Exercise description
Copy every record exactly, and keep the pictures out.
- - - -
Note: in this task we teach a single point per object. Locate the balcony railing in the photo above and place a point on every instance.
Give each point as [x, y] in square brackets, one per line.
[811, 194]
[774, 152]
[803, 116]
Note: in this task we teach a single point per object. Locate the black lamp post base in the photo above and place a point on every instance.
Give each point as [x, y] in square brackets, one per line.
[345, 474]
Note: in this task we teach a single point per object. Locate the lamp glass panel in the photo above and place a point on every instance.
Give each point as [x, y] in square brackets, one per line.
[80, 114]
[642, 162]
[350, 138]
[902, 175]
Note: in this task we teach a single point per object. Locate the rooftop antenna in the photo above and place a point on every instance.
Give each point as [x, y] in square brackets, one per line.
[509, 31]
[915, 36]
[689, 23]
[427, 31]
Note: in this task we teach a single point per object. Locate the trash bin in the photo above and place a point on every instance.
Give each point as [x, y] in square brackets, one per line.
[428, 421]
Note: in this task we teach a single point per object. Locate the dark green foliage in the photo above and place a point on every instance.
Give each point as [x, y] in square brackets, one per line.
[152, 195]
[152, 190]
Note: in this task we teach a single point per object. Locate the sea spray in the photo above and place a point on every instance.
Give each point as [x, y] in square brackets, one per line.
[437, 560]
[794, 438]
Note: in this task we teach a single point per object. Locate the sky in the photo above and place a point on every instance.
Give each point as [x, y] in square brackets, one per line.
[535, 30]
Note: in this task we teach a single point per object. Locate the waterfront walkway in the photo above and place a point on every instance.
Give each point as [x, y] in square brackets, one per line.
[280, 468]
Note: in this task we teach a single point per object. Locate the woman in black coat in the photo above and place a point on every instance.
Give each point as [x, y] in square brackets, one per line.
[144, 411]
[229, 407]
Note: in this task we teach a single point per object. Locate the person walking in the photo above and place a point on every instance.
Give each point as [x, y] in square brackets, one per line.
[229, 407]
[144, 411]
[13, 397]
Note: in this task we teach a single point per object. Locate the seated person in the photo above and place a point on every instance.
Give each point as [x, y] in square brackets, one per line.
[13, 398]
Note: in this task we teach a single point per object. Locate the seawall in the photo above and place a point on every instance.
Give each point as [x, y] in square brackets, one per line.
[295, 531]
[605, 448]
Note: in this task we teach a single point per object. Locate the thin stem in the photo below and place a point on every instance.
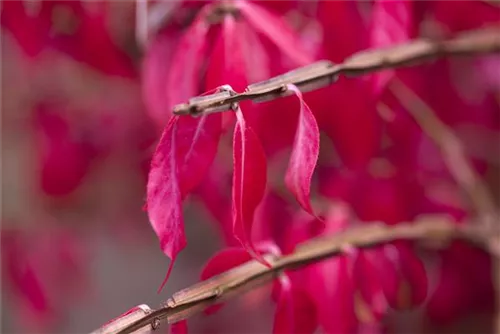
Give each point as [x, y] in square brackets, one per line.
[324, 73]
[461, 169]
[193, 300]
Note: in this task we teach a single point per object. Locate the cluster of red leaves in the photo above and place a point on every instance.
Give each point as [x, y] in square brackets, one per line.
[45, 272]
[63, 47]
[382, 167]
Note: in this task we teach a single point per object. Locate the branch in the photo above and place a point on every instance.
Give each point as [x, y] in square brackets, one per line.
[324, 73]
[195, 299]
[461, 169]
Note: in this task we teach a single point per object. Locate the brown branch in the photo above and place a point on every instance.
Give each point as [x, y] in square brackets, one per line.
[247, 276]
[324, 73]
[461, 169]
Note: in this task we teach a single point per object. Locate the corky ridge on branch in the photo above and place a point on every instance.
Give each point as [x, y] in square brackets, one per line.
[323, 73]
[198, 297]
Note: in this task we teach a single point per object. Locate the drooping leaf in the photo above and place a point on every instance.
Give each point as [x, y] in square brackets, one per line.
[156, 68]
[275, 29]
[249, 182]
[181, 160]
[344, 29]
[304, 156]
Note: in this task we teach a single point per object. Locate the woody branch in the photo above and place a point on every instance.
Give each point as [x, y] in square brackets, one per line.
[484, 230]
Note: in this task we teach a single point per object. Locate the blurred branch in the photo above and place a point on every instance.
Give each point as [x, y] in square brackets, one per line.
[198, 297]
[193, 300]
[324, 73]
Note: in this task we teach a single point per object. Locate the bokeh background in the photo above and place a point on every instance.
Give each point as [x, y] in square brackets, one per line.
[76, 141]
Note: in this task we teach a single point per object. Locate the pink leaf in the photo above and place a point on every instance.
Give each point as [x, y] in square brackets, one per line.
[249, 182]
[404, 277]
[64, 161]
[184, 73]
[179, 327]
[392, 23]
[156, 68]
[181, 160]
[275, 29]
[295, 312]
[221, 262]
[304, 156]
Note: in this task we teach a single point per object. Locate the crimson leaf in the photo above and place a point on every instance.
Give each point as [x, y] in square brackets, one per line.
[249, 182]
[181, 160]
- - - -
Exercise output
Note: in this task we teach a single point per object. Locate the balcony railing in the photo above and place a point on every instance.
Give each point as [x, y] in square brackets, one per line.
[811, 194]
[774, 152]
[803, 116]
Note: in this task we teach a single point per object. Locate the black lamp post base in the photo above and place a point on every instance.
Give each point as [x, y] in square brackets, one per line.
[345, 474]
Note: in this task we teach a single point per object. Locate the lamp glass panel in the photo above and place a point on every instance.
Give each point as [x, y] in square brackets, one per line.
[80, 114]
[642, 162]
[350, 138]
[902, 175]
Note: in this task we teach a single point per object. Locate the rooftop antenna in the photo above and place a point on every instance.
Give each point as [x, y] in square brackets, one per line.
[509, 31]
[915, 36]
[689, 23]
[427, 31]
Note: in this task we teach a single point per object. Locate the trash bin in the photo above and place a point on every instance.
Give each point as [x, y] in square brackets, one per line.
[428, 421]
Note: in this task we teach a single point per object. Locate the dark green foliage in the photo above and place a point on every instance.
Give each point as [x, y] in square brackets, one per line.
[152, 195]
[152, 190]
Note: in this task we teach a single point per object. Locate the sea spray in the photo above and place a point on every instance.
Give each point as [x, y] in square brackets, one per line.
[437, 560]
[794, 438]
Note: in this task we teach a single point per object. Locate the sky in the photo above and place a point on every instance.
Give each point as [x, y] in square brackets, one per line.
[535, 30]
Note: in this task we teach a single point per object. Locate the waterfront walkway in the photo above and place a point on every instance.
Give each point as [x, y] in square brackets, one per line.
[280, 468]
Note: in this task we teach a single point per object. Locate the woman in black coat in the photo above and place a point on every instance.
Give each point as [x, y] in square brackets, one per line.
[144, 411]
[229, 407]
Note: in this task we teach a single point per object. Locate the person walking in the photo above and place a point on every instance.
Give each point as [x, y] in square brackets, one per line.
[229, 407]
[144, 411]
[13, 397]
Note: in this task we teach a single point per object. Locate the seated person in the photo above and place a point on every instance.
Give each point as [x, y] in square brackets, one per line.
[13, 398]
Note: in this task we teach a single point per object. Locate the seawall in the photo above and place a point on every instance.
Give each point as [x, y] in square brackets, one per line.
[295, 531]
[605, 448]
Note: in this task we teach a single point per object. Locate the thin stem in the photo below and place a point on every instance.
Give each point as [x, y] in square brackets, one per line.
[324, 73]
[461, 169]
[193, 300]
Note: in this task we teach a single point per object. Locate the cluster of red leaves in the photo above and place a point on every instance.
Give each point as [x, y] in square brackets, one per line.
[45, 272]
[63, 47]
[382, 167]
Note: in this task we teach a single point per object. Locate the branch in the photo above and place a point on every instance.
Give each point as [x, y] in square brackets, one per line.
[324, 73]
[195, 299]
[461, 169]
Note: in this task we teach a single point per object. Locate the brown branch in the photo above and place a point on every instance.
Give each point as [x, y] in square brackets, one per line.
[247, 276]
[324, 73]
[461, 169]
Note: in this task we teach a single point per object. Locate the corky ridge on branch in the photo above and place a point on every instance.
Give each point as [x, y] in square brackets, one per line.
[323, 73]
[198, 297]
Note: in this task we teach a single point per object. Locate the drooping leaf in the photo above and place a point on every instance.
Give each point as [x, y] in square brackets, one per line.
[156, 68]
[275, 29]
[249, 182]
[181, 160]
[344, 29]
[304, 156]
Note: in this task we teach a single point per object. Locate the woody branch in the photo above and place a point on every instance.
Give each point as [x, y] in square brackets, one per line.
[484, 230]
Note: in this task we teach a single point per object. Locate the blurred branch in the photo above and place a point on every instance.
Give each point as [x, y] in square brackets, one per line.
[198, 297]
[193, 300]
[324, 73]
Note: in this task we teach a single point per object. Locate the bokeh background in the photo above and place a point on every instance.
Give each point as [x, y] in square brackets, one per line.
[76, 141]
Note: in this task we teach a single point per object. Locate the pink leaf in the photo above and place a point on every instance.
Give each point as [x, y] in square brackets, one per line.
[249, 182]
[404, 277]
[64, 161]
[184, 73]
[179, 327]
[392, 23]
[156, 68]
[181, 160]
[275, 29]
[295, 312]
[221, 262]
[304, 156]
Note: in this task we teach a single point per object. Locate the crimson leaf in the photo above and place a point on every instance.
Give each point as [x, y] in square brackets, one per line.
[249, 182]
[181, 160]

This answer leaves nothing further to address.